INSTRUCTIONS FOR THE TASK:
There is a line below that contains "Locate the red apple". Please reproduce it and all following lines exactly, through the final one.

PROVIDED MATERIAL:
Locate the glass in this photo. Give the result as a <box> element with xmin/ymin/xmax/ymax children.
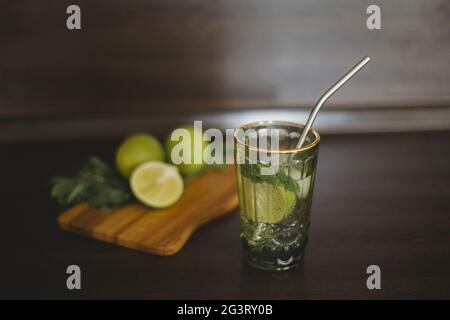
<box><xmin>234</xmin><ymin>121</ymin><xmax>320</xmax><ymax>271</ymax></box>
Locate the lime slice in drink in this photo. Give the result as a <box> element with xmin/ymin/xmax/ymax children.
<box><xmin>130</xmin><ymin>161</ymin><xmax>184</xmax><ymax>208</ymax></box>
<box><xmin>242</xmin><ymin>177</ymin><xmax>296</xmax><ymax>224</ymax></box>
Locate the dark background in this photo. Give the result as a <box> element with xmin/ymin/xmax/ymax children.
<box><xmin>1</xmin><ymin>0</ymin><xmax>450</xmax><ymax>141</ymax></box>
<box><xmin>1</xmin><ymin>1</ymin><xmax>450</xmax><ymax>299</ymax></box>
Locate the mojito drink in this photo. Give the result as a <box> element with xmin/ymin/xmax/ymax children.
<box><xmin>234</xmin><ymin>121</ymin><xmax>320</xmax><ymax>271</ymax></box>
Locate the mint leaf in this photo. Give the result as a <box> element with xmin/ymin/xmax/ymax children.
<box><xmin>51</xmin><ymin>156</ymin><xmax>131</xmax><ymax>210</ymax></box>
<box><xmin>275</xmin><ymin>169</ymin><xmax>300</xmax><ymax>193</ymax></box>
<box><xmin>240</xmin><ymin>163</ymin><xmax>299</xmax><ymax>193</ymax></box>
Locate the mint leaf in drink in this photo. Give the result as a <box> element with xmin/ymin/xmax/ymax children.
<box><xmin>51</xmin><ymin>156</ymin><xmax>131</xmax><ymax>210</ymax></box>
<box><xmin>240</xmin><ymin>163</ymin><xmax>299</xmax><ymax>193</ymax></box>
<box><xmin>275</xmin><ymin>169</ymin><xmax>300</xmax><ymax>193</ymax></box>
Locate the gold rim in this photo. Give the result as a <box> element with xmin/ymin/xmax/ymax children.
<box><xmin>234</xmin><ymin>120</ymin><xmax>320</xmax><ymax>154</ymax></box>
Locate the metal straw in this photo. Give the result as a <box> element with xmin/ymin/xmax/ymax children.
<box><xmin>296</xmin><ymin>56</ymin><xmax>371</xmax><ymax>148</ymax></box>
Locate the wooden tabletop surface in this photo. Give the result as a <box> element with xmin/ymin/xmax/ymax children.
<box><xmin>2</xmin><ymin>130</ymin><xmax>450</xmax><ymax>299</ymax></box>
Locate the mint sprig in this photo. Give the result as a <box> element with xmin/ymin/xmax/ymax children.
<box><xmin>240</xmin><ymin>163</ymin><xmax>299</xmax><ymax>193</ymax></box>
<box><xmin>51</xmin><ymin>157</ymin><xmax>131</xmax><ymax>211</ymax></box>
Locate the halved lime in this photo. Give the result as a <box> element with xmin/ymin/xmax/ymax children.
<box><xmin>242</xmin><ymin>177</ymin><xmax>296</xmax><ymax>224</ymax></box>
<box><xmin>130</xmin><ymin>161</ymin><xmax>184</xmax><ymax>208</ymax></box>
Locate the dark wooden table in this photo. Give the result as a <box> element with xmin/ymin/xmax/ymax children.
<box><xmin>1</xmin><ymin>131</ymin><xmax>450</xmax><ymax>299</ymax></box>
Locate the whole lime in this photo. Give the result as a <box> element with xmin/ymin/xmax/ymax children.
<box><xmin>165</xmin><ymin>125</ymin><xmax>207</xmax><ymax>176</ymax></box>
<box><xmin>116</xmin><ymin>134</ymin><xmax>165</xmax><ymax>177</ymax></box>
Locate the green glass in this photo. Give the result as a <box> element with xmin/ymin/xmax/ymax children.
<box><xmin>234</xmin><ymin>121</ymin><xmax>320</xmax><ymax>271</ymax></box>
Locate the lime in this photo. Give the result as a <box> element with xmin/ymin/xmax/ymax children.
<box><xmin>165</xmin><ymin>125</ymin><xmax>207</xmax><ymax>176</ymax></box>
<box><xmin>242</xmin><ymin>177</ymin><xmax>296</xmax><ymax>224</ymax></box>
<box><xmin>130</xmin><ymin>161</ymin><xmax>183</xmax><ymax>208</ymax></box>
<box><xmin>116</xmin><ymin>134</ymin><xmax>165</xmax><ymax>177</ymax></box>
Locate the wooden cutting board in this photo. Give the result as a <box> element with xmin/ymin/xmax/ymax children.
<box><xmin>57</xmin><ymin>166</ymin><xmax>238</xmax><ymax>256</ymax></box>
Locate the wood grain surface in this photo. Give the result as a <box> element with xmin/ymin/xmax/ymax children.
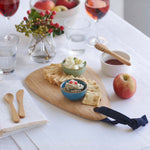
<box><xmin>25</xmin><ymin>66</ymin><xmax>111</xmax><ymax>120</ymax></box>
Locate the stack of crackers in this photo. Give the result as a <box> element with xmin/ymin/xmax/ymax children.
<box><xmin>43</xmin><ymin>63</ymin><xmax>101</xmax><ymax>106</ymax></box>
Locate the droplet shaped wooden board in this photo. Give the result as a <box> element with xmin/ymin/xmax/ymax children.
<box><xmin>25</xmin><ymin>66</ymin><xmax>111</xmax><ymax>120</ymax></box>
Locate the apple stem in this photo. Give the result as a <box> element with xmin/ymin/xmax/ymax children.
<box><xmin>123</xmin><ymin>75</ymin><xmax>128</xmax><ymax>81</ymax></box>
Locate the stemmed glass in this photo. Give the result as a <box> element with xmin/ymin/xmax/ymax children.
<box><xmin>0</xmin><ymin>0</ymin><xmax>20</xmax><ymax>18</ymax></box>
<box><xmin>85</xmin><ymin>0</ymin><xmax>109</xmax><ymax>46</ymax></box>
<box><xmin>0</xmin><ymin>0</ymin><xmax>20</xmax><ymax>37</ymax></box>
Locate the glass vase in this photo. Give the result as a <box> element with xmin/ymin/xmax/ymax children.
<box><xmin>28</xmin><ymin>34</ymin><xmax>56</xmax><ymax>63</ymax></box>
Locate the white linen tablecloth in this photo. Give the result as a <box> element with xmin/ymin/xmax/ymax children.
<box><xmin>1</xmin><ymin>0</ymin><xmax>150</xmax><ymax>150</ymax></box>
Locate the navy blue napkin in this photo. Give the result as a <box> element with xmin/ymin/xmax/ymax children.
<box><xmin>94</xmin><ymin>106</ymin><xmax>148</xmax><ymax>130</ymax></box>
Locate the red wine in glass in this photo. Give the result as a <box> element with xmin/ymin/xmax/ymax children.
<box><xmin>85</xmin><ymin>0</ymin><xmax>109</xmax><ymax>45</ymax></box>
<box><xmin>0</xmin><ymin>0</ymin><xmax>20</xmax><ymax>17</ymax></box>
<box><xmin>0</xmin><ymin>0</ymin><xmax>20</xmax><ymax>58</ymax></box>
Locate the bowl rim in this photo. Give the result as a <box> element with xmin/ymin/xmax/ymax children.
<box><xmin>55</xmin><ymin>0</ymin><xmax>81</xmax><ymax>13</ymax></box>
<box><xmin>0</xmin><ymin>34</ymin><xmax>19</xmax><ymax>46</ymax></box>
<box><xmin>60</xmin><ymin>79</ymin><xmax>87</xmax><ymax>94</ymax></box>
<box><xmin>62</xmin><ymin>60</ymin><xmax>86</xmax><ymax>71</ymax></box>
<box><xmin>30</xmin><ymin>0</ymin><xmax>81</xmax><ymax>13</ymax></box>
<box><xmin>101</xmin><ymin>50</ymin><xmax>130</xmax><ymax>67</ymax></box>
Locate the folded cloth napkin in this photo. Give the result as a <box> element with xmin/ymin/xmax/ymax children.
<box><xmin>94</xmin><ymin>107</ymin><xmax>148</xmax><ymax>130</ymax></box>
<box><xmin>0</xmin><ymin>80</ymin><xmax>48</xmax><ymax>139</ymax></box>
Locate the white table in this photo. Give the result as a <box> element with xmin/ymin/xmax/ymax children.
<box><xmin>1</xmin><ymin>1</ymin><xmax>150</xmax><ymax>150</ymax></box>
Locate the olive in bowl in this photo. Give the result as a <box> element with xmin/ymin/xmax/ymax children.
<box><xmin>62</xmin><ymin>57</ymin><xmax>86</xmax><ymax>77</ymax></box>
<box><xmin>60</xmin><ymin>79</ymin><xmax>87</xmax><ymax>101</ymax></box>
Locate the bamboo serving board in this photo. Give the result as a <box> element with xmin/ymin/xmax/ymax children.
<box><xmin>25</xmin><ymin>66</ymin><xmax>111</xmax><ymax>120</ymax></box>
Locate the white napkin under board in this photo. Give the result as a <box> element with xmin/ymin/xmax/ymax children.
<box><xmin>0</xmin><ymin>80</ymin><xmax>48</xmax><ymax>139</ymax></box>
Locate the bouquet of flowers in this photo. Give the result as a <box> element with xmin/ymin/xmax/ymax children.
<box><xmin>15</xmin><ymin>9</ymin><xmax>64</xmax><ymax>63</ymax></box>
<box><xmin>15</xmin><ymin>9</ymin><xmax>64</xmax><ymax>37</ymax></box>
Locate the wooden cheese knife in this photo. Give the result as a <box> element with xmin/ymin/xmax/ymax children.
<box><xmin>16</xmin><ymin>89</ymin><xmax>25</xmax><ymax>118</ymax></box>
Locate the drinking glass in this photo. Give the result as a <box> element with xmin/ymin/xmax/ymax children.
<box><xmin>0</xmin><ymin>0</ymin><xmax>20</xmax><ymax>38</ymax></box>
<box><xmin>0</xmin><ymin>34</ymin><xmax>19</xmax><ymax>74</ymax></box>
<box><xmin>64</xmin><ymin>18</ymin><xmax>91</xmax><ymax>56</ymax></box>
<box><xmin>85</xmin><ymin>0</ymin><xmax>109</xmax><ymax>46</ymax></box>
<box><xmin>0</xmin><ymin>0</ymin><xmax>20</xmax><ymax>18</ymax></box>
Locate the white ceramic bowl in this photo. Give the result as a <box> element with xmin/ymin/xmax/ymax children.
<box><xmin>53</xmin><ymin>0</ymin><xmax>81</xmax><ymax>25</ymax></box>
<box><xmin>30</xmin><ymin>0</ymin><xmax>81</xmax><ymax>26</ymax></box>
<box><xmin>101</xmin><ymin>51</ymin><xmax>131</xmax><ymax>77</ymax></box>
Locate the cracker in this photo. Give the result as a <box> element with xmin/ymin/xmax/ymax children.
<box><xmin>82</xmin><ymin>79</ymin><xmax>101</xmax><ymax>106</ymax></box>
<box><xmin>43</xmin><ymin>64</ymin><xmax>76</xmax><ymax>86</ymax></box>
<box><xmin>82</xmin><ymin>91</ymin><xmax>101</xmax><ymax>106</ymax></box>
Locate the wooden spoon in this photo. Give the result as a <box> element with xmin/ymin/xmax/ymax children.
<box><xmin>16</xmin><ymin>89</ymin><xmax>25</xmax><ymax>118</ymax></box>
<box><xmin>95</xmin><ymin>43</ymin><xmax>131</xmax><ymax>66</ymax></box>
<box><xmin>4</xmin><ymin>93</ymin><xmax>20</xmax><ymax>123</ymax></box>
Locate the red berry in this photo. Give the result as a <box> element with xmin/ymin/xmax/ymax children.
<box><xmin>48</xmin><ymin>28</ymin><xmax>53</xmax><ymax>33</ymax></box>
<box><xmin>27</xmin><ymin>10</ymin><xmax>31</xmax><ymax>15</ymax></box>
<box><xmin>40</xmin><ymin>12</ymin><xmax>45</xmax><ymax>17</ymax></box>
<box><xmin>60</xmin><ymin>26</ymin><xmax>64</xmax><ymax>31</ymax></box>
<box><xmin>52</xmin><ymin>11</ymin><xmax>56</xmax><ymax>15</ymax></box>
<box><xmin>54</xmin><ymin>23</ymin><xmax>59</xmax><ymax>28</ymax></box>
<box><xmin>23</xmin><ymin>17</ymin><xmax>27</xmax><ymax>21</ymax></box>
<box><xmin>50</xmin><ymin>15</ymin><xmax>54</xmax><ymax>19</ymax></box>
<box><xmin>74</xmin><ymin>81</ymin><xmax>78</xmax><ymax>85</ymax></box>
<box><xmin>50</xmin><ymin>22</ymin><xmax>54</xmax><ymax>26</ymax></box>
<box><xmin>69</xmin><ymin>81</ymin><xmax>73</xmax><ymax>84</ymax></box>
<box><xmin>45</xmin><ymin>10</ymin><xmax>50</xmax><ymax>15</ymax></box>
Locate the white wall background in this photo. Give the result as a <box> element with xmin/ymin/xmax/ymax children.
<box><xmin>110</xmin><ymin>0</ymin><xmax>124</xmax><ymax>18</ymax></box>
<box><xmin>110</xmin><ymin>0</ymin><xmax>150</xmax><ymax>37</ymax></box>
<box><xmin>124</xmin><ymin>0</ymin><xmax>150</xmax><ymax>37</ymax></box>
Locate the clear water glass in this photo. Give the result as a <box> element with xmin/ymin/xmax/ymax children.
<box><xmin>64</xmin><ymin>18</ymin><xmax>91</xmax><ymax>56</ymax></box>
<box><xmin>0</xmin><ymin>34</ymin><xmax>19</xmax><ymax>74</ymax></box>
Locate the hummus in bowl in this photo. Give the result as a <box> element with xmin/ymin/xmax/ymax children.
<box><xmin>61</xmin><ymin>79</ymin><xmax>87</xmax><ymax>101</ymax></box>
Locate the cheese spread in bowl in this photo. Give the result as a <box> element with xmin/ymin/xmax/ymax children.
<box><xmin>61</xmin><ymin>79</ymin><xmax>87</xmax><ymax>101</ymax></box>
<box><xmin>62</xmin><ymin>57</ymin><xmax>86</xmax><ymax>77</ymax></box>
<box><xmin>64</xmin><ymin>79</ymin><xmax>84</xmax><ymax>93</ymax></box>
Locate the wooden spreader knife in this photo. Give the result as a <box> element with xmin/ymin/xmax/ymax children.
<box><xmin>4</xmin><ymin>93</ymin><xmax>20</xmax><ymax>123</ymax></box>
<box><xmin>16</xmin><ymin>89</ymin><xmax>25</xmax><ymax>118</ymax></box>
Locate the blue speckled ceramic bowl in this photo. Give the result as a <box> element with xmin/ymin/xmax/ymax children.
<box><xmin>60</xmin><ymin>79</ymin><xmax>87</xmax><ymax>101</ymax></box>
<box><xmin>62</xmin><ymin>60</ymin><xmax>86</xmax><ymax>77</ymax></box>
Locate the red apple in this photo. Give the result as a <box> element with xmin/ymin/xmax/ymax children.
<box><xmin>34</xmin><ymin>0</ymin><xmax>55</xmax><ymax>11</ymax></box>
<box><xmin>56</xmin><ymin>0</ymin><xmax>77</xmax><ymax>9</ymax></box>
<box><xmin>113</xmin><ymin>73</ymin><xmax>136</xmax><ymax>99</ymax></box>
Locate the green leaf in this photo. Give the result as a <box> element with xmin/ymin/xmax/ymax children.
<box><xmin>31</xmin><ymin>25</ymin><xmax>39</xmax><ymax>31</ymax></box>
<box><xmin>29</xmin><ymin>9</ymin><xmax>41</xmax><ymax>20</ymax></box>
<box><xmin>53</xmin><ymin>29</ymin><xmax>64</xmax><ymax>35</ymax></box>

WRITTEN SOLUTION:
Locate the red apple in this photo. Give the result as a <box> element with xmin/ymin/xmax/ymax children.
<box><xmin>34</xmin><ymin>0</ymin><xmax>55</xmax><ymax>11</ymax></box>
<box><xmin>56</xmin><ymin>0</ymin><xmax>77</xmax><ymax>9</ymax></box>
<box><xmin>113</xmin><ymin>73</ymin><xmax>136</xmax><ymax>99</ymax></box>
Locate the green leaf in this photo. Give the result as a <box> element with xmin/ymin/xmax/ymax children.
<box><xmin>31</xmin><ymin>25</ymin><xmax>39</xmax><ymax>31</ymax></box>
<box><xmin>29</xmin><ymin>9</ymin><xmax>41</xmax><ymax>20</ymax></box>
<box><xmin>53</xmin><ymin>29</ymin><xmax>64</xmax><ymax>35</ymax></box>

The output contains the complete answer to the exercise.